• TASK TO COMPLETE:
Exactly reproduce each entry, leaving out nothing.

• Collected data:
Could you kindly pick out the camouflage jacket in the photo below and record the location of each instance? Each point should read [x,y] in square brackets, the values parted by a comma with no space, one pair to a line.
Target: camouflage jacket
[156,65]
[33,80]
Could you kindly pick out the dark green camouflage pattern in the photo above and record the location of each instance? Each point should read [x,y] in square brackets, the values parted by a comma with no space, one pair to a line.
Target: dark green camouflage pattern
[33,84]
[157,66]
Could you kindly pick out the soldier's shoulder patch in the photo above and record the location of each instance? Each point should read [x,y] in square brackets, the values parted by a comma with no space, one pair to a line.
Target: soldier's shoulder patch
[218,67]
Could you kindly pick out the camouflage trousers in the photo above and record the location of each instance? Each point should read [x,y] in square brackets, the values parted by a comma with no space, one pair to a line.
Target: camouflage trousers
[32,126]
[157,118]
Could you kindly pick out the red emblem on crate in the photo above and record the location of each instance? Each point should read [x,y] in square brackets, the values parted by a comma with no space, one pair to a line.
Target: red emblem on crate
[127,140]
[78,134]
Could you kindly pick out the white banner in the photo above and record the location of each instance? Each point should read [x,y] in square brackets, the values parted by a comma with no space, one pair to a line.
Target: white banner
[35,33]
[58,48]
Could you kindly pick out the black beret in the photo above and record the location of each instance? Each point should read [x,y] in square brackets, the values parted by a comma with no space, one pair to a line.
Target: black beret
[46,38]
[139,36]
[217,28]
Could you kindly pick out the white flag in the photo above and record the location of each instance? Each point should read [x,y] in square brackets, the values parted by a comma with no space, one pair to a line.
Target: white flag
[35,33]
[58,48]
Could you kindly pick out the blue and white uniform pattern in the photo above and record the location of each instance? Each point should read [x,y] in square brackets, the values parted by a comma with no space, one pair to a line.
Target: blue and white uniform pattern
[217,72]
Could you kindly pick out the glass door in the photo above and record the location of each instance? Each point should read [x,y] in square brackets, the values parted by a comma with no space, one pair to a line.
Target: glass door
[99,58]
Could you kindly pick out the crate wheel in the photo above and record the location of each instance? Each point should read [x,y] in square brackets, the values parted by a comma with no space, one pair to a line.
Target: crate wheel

• FINAL ANSWER:
Could you kindly pick out the camouflage jacket in the photo below and record the location of each instance? Each point should read [x,y] in square brackets, the values parted by a comma with no space, one pair to a line.
Target: camouflage jacket
[156,65]
[33,80]
Could you kindly pick out the dark green camouflage pattern in the photo above and record the location of each instance? Each point should read [x,y] in square brackets, the values parted by a comma with no space, one pair to a line.
Target: dark green camouflage pattern
[33,84]
[157,66]
Could you kindly pick out the soldier's shoulder patch in the photo above and record the location of each instance? Each point should read [x,y] in square brackets, the values parted by a comma with no space, one pair to a line.
Target: soldier's shoulder patch
[218,67]
Could you kindly pick out the camouflage trousers in the photo above and record the location of each instance? Each point should read [x,y] in square brackets, the values parted by a comma with no space, one pair to a line.
Target: camouflage trousers
[32,126]
[157,118]
Could you kindly pick out the red emblem on crate in the photo above and record the location of each instance? Each point should read [x,y] in square brackets, the values parted by a comma with no space, one pair to a line.
Target: red emblem on crate
[127,140]
[78,134]
Could you kindly pick out the white banner in the photo above and record the location of each instance? Each point should read [x,y] in square brackets, the values parted by a comma with no space, one pair to a line.
Target: white banner
[35,33]
[58,48]
Could you kindly pick out the black beret in the photo above and record the location of each instance? Each point should read [x,y] in square brackets, the values parted by a comma with no space, one pair to a line.
Target: black beret
[46,38]
[139,36]
[217,28]
Could you kindly pick out the white flag in the photo above and record the location of each instance? Each point should read [x,y] in square brackets, the values parted by a comma with no space, one pair to a line.
Target: white flag
[35,33]
[58,48]
Could you kindly pick out the blue and white uniform pattern in the photo above and record the location of each instance? Each point should read [x,y] in square brackets, the values parted by a comma with no space, one pair to a line.
Target: blue and white uniform pattern
[217,72]
Could you kindly pick out the glass door in the photo above and record the location of each instance? Each point should read [x,y] in square brackets, the values parted by a comma with no space, one pair to a line.
Target: glass door
[99,58]
Could you kindly pick out the crate wheel in the photo above and record the location of each instance? Each point should read [x,y] in square brackets, the values parted by a comma with no space, one pair to a line.
Target: crate wheel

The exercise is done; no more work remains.